━━━━━ Texte

Ventes aux enchères

Un vent de folie sur la vente André Breton

Par Roxana Azimi · L'ŒIL

Le 1 juin 2003 - 669 mots

L’événement de l’année qui promettait de jolies joutes entre détracteurs et partisans de la vente ne se transforma pas en foire d’empoigne comme d’aucuns l’avaient redouté. 

Malgré quelques actions symboliques, comme la pluie de faux billets à l’effigie de Breton, le marathon de la vente André Breton s’est déroulé sans accroc du 7 au 17 avril. Pendant l’exposition, le regard des quelque 50 000 visiteurs s’attardait sur certaines merveilles tout en butant sur le chapelet d’œuvres médiocres ou insolites. Les salles consacrées aux tableaux révélaient de nombreuses vétilles alors que la photographie et l’art primitif brillaient par leur qualité.

Face à cette pléthore, on aurait pu croire que les acheteurs, prétendument sélectifs, résisteraient devant les fredaines. Peine perdue ! Avec un total de 46 millions d’euros sur une estimation de 30 millions, ces ventes ont confirmé ce qu’on soupçonnait vaguement : la flambée des prix pour la plus-value de Breton. La première semaine consacrée aux livres et manuscrits fut dominée par le libraire Jean-Claude Vrain, l’adjudicataire un brin matamore de nombreux lots, et par la bibliothèque littéraire Doucet. Comme il l’avait promis, l’État multiplia les préemptions, notamment le jeu d’épreuves de Nadja (140 000 euros) et le dossier sur les sommeils hypnotiques (150 000 euros). Arcane 17, le manuscrit phare de la vente dédié à la dernière compagne de l’écrivain, Élisa, grimpa vite de sa mise à prix de 70 000 euros jusqu’à l’adjudication de 750 000 euros au profit de Jean-Claude Vrain. Jusqu’à que s’élève la préemption attendue en faveur de la bibliothèque Doucet. Le libraire maintes fois débouté fut toutefois l’heureux bénéficiaire pour la somme de 243 000 euros de Qu’est-ce que le surréalisme ?, l’exemplaire de Breton de 1934 illustré par le Viol de Magritte.

━━━━━━━━━━

## Marche à suivre:
Répondez aux questions suivantes d'après le texte sur la vente André Breton.
1. Combien de visiteurs environ l'exposition a-t-elle attirés ?
2. Quel total les ventes ont-elles atteint, et pour quelle estimation ?
3. Pour quelle somme Jean-Claude Vrain a-t-il obtenu l'exemplaire de Breton de Qu'est-ce que le surréalisme ?

━━━━━ Entrées

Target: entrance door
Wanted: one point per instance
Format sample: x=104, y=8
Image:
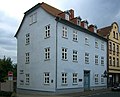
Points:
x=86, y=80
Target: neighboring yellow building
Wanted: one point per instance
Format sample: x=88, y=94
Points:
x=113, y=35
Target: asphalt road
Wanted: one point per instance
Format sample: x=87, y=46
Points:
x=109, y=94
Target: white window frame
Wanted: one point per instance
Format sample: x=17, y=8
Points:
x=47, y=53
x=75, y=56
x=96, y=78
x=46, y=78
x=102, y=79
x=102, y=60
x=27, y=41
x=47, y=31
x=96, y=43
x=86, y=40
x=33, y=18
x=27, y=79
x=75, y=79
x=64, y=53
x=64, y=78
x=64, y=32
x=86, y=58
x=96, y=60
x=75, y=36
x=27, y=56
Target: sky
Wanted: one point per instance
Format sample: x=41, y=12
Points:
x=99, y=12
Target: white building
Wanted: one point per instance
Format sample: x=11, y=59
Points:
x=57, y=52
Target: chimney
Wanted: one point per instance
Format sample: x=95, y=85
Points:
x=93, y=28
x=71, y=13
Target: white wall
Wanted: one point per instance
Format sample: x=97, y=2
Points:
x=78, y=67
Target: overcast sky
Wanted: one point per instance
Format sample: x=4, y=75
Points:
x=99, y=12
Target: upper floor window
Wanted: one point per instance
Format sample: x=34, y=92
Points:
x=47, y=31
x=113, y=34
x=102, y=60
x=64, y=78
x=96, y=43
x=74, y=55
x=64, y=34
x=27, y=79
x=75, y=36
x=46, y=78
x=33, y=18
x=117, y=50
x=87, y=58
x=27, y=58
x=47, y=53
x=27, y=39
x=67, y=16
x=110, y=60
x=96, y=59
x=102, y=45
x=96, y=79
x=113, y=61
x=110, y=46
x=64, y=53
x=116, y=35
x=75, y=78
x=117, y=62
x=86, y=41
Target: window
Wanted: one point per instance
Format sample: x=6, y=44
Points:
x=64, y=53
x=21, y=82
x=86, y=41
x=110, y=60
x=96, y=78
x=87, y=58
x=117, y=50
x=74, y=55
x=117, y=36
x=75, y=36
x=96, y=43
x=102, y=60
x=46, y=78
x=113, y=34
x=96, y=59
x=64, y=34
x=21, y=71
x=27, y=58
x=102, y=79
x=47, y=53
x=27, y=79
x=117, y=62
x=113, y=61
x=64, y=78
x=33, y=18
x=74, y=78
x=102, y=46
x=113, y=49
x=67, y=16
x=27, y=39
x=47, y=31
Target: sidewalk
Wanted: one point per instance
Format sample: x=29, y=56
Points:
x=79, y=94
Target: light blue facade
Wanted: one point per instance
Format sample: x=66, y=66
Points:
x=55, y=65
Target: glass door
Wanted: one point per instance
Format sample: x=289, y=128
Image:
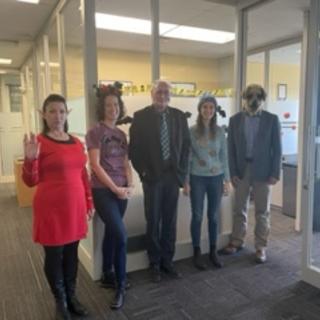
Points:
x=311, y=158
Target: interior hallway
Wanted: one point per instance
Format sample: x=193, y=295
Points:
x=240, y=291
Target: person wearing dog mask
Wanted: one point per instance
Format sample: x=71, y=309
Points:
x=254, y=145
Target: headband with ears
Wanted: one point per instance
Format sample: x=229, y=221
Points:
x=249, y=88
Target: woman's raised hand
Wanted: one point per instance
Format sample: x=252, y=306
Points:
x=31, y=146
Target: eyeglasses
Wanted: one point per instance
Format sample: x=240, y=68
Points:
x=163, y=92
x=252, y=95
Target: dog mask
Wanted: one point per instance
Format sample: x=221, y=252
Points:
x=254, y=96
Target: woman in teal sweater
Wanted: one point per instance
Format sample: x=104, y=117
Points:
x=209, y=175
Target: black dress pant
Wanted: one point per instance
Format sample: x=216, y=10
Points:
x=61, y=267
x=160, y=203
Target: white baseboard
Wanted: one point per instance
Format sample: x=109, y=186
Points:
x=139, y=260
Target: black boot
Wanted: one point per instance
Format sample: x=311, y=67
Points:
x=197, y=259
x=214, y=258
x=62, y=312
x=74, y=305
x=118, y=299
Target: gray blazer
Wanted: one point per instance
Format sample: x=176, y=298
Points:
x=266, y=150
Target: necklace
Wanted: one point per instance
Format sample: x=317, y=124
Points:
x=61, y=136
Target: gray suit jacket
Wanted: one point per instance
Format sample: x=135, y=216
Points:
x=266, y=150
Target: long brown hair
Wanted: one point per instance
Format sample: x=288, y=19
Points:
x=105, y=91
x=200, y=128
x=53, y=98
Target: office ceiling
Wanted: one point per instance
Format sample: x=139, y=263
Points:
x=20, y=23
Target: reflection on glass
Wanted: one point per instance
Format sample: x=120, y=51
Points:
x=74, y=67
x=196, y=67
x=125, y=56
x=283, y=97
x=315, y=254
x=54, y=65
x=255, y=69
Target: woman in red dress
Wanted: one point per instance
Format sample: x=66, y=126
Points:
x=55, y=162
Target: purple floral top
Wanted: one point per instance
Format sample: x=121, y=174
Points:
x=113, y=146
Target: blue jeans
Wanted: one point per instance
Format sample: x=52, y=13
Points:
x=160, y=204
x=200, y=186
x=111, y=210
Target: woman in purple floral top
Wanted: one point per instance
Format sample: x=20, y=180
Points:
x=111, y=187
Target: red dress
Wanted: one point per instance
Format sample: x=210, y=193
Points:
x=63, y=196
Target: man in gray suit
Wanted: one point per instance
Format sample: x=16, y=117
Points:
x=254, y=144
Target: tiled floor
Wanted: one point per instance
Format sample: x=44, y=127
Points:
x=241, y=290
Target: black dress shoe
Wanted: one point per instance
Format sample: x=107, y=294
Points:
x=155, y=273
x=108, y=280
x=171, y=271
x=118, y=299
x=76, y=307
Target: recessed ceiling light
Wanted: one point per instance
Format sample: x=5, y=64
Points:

━━━━━━━━━━

## Votre réponse:
1. Quelque 50 000 visiteurs.
2. 46 millions d'euros, pour une estimation de 30 millions.
3. 243 000 euros.